* EXTRACT PROVIDED
━━━━━━━━━━━━━━━━

The world is twofold for man in accordance with his twofold attitude.
This statement is the basic foundation on which Buber's entire project is built. His aim is to get his readers to recognize the two modes available to man for engaging the world. Modern society, he claims, only recognizes one of these modes, the mode of experience, through which man treats the world (including his fellow men) as an object to be analyzed and utilized. Modern man ignores the second mode, the mode of encounter, through which man enters into relation with the world, engaging as active participant rather than as objective observer. It is only by opening ourselves up to this second mode of engaging the world, Buber thinks, that we can escape the ills of the modern human condition.
Nothing can doom man but the belief in doom, for this prevents the movement of return.
In this claim, Buber sums up his diagnosis of modern man's ills. The reason that modern man feels alienated from the world, that life is meaningless, and that he is oppressed by inescapable laws of nature, is because modern man no longer recognizes the second mode of engaging the world, the mode of encounter. Modern man believes that the It-world, the world of strict causal laws, of using and being used, is all that exists. It is only this belief that dooms him to feel alienated. If he could only open himself up to the possibility of encounter, he would find salvation.
Extended, the lines of relationship intersect in the eternal You.

━━━━━━━━━━━━━━━━

* ENTRIES PROVIDED
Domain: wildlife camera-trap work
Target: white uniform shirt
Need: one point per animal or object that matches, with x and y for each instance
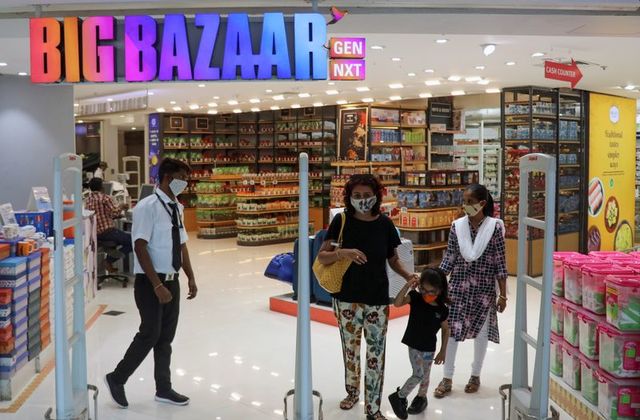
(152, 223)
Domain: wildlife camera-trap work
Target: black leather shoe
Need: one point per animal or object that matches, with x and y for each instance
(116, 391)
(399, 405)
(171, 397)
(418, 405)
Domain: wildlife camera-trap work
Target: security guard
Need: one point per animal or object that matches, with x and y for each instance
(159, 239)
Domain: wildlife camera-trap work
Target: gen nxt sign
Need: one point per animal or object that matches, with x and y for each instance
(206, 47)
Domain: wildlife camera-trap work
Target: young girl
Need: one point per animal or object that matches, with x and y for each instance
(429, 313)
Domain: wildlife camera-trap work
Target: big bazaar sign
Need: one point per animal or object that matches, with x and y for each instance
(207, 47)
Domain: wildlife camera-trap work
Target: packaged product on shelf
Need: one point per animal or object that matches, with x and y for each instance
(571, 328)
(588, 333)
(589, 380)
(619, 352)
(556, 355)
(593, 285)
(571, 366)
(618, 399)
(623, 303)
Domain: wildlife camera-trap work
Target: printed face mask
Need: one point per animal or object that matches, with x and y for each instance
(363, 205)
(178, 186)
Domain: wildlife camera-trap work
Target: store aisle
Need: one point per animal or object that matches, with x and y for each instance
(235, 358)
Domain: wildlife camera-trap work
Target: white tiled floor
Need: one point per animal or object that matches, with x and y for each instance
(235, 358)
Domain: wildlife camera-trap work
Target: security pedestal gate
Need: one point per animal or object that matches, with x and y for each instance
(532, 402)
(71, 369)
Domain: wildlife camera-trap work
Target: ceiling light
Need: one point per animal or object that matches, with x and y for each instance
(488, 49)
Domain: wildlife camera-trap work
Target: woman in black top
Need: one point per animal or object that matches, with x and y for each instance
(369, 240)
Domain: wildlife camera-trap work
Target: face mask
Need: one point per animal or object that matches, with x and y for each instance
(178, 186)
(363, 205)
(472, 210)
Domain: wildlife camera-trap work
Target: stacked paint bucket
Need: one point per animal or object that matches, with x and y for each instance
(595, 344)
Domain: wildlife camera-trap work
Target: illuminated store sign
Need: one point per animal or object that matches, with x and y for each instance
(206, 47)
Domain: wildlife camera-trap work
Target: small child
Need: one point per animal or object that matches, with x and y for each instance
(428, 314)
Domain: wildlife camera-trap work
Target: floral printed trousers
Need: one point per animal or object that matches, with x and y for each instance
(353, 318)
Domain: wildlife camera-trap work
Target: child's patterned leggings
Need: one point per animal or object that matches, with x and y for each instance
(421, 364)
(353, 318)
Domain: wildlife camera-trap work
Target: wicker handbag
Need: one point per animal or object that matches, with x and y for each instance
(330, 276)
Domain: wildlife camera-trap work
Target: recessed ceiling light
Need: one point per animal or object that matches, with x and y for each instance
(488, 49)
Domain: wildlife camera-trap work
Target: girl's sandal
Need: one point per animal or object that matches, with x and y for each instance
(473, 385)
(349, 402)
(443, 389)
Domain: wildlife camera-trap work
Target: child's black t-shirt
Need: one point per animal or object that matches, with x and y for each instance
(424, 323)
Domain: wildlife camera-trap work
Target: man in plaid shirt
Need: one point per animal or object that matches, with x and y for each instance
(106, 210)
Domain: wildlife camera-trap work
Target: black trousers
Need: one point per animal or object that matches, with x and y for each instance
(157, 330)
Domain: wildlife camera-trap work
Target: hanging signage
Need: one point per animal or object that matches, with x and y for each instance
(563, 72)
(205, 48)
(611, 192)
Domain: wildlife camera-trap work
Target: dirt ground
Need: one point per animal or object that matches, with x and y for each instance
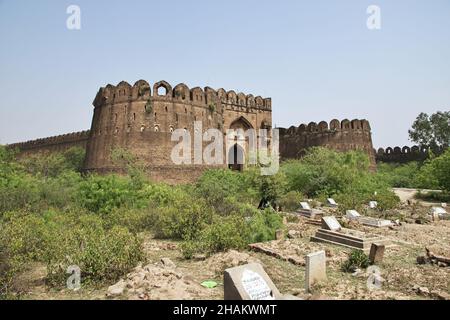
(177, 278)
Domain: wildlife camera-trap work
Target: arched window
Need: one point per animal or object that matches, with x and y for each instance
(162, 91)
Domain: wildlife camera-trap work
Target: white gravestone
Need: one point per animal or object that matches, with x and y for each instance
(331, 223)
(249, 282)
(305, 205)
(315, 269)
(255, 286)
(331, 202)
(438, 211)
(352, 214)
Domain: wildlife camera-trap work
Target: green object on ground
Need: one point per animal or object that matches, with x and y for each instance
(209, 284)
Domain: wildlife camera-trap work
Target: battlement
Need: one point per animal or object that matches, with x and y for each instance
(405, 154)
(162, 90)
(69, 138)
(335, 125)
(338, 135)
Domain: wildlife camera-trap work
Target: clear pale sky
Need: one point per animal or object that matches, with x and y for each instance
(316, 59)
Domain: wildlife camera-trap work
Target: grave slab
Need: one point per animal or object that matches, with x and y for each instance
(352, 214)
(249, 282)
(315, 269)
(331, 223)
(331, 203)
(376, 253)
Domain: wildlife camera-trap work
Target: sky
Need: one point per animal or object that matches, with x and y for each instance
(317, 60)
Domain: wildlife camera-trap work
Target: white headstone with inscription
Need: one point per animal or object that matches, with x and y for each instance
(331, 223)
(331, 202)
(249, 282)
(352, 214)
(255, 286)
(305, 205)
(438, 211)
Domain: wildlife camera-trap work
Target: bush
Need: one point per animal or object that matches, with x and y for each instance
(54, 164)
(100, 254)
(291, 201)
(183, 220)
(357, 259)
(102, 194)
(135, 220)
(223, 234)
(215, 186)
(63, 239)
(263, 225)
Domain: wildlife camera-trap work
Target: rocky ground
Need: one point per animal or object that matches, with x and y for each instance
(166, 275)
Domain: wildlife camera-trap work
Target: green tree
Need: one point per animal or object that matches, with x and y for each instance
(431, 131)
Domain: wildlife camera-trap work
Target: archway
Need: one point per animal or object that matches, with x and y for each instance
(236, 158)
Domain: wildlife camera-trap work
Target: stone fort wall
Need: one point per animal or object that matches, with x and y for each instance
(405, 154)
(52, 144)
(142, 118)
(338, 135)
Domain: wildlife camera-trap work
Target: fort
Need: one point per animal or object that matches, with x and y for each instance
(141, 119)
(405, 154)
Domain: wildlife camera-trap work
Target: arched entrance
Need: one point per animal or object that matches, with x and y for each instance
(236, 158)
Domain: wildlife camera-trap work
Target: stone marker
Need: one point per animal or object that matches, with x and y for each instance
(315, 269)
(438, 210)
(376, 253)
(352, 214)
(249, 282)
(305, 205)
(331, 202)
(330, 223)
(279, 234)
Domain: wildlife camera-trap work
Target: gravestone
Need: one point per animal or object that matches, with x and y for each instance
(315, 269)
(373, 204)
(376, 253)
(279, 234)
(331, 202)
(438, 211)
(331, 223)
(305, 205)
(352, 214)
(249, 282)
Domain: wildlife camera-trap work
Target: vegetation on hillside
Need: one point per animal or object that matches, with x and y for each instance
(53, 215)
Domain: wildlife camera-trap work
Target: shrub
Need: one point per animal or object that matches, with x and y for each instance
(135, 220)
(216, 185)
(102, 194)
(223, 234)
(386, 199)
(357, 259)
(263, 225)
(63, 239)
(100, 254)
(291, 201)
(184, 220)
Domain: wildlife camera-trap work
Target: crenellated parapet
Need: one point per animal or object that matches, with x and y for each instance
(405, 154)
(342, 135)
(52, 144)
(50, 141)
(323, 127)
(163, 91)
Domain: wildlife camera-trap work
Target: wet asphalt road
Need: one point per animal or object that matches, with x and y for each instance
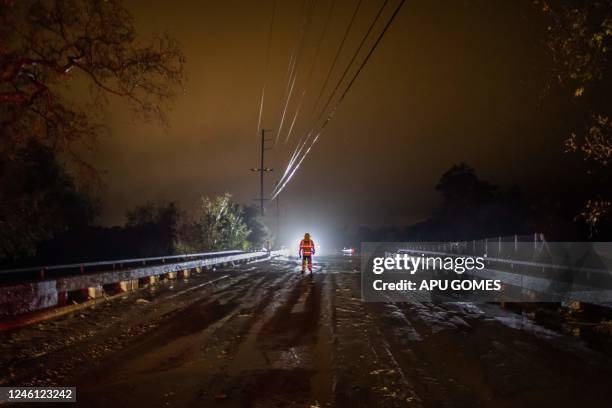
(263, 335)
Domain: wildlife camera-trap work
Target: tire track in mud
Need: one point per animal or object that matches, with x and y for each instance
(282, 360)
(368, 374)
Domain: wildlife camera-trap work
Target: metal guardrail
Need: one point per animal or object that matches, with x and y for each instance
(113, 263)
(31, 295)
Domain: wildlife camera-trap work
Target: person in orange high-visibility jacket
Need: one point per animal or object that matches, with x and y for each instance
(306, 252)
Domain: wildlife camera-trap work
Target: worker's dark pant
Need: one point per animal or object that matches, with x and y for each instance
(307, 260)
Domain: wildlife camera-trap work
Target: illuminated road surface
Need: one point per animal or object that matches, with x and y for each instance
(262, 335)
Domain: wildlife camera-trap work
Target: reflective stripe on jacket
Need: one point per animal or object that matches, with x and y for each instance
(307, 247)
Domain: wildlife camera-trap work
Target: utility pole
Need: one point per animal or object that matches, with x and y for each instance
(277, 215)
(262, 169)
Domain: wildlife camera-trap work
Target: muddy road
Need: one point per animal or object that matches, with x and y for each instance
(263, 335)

━━━━━━━━━━━━━━━━

Answer these questions using the text on Buber.
1. According to the text, which mode of engaging the world is the only one that modern society recognizes?
2. What belief does the text say is the only thing that dooms modern man to feel alienated?
3. Where, when extended, do the lines of relationship intersect?

* SOLVED PROBLEM
1. The mode of experience.
2. The belief that the It-world, the world of strict causal laws and of using and being used, is all that exists.
3. In the eternal You.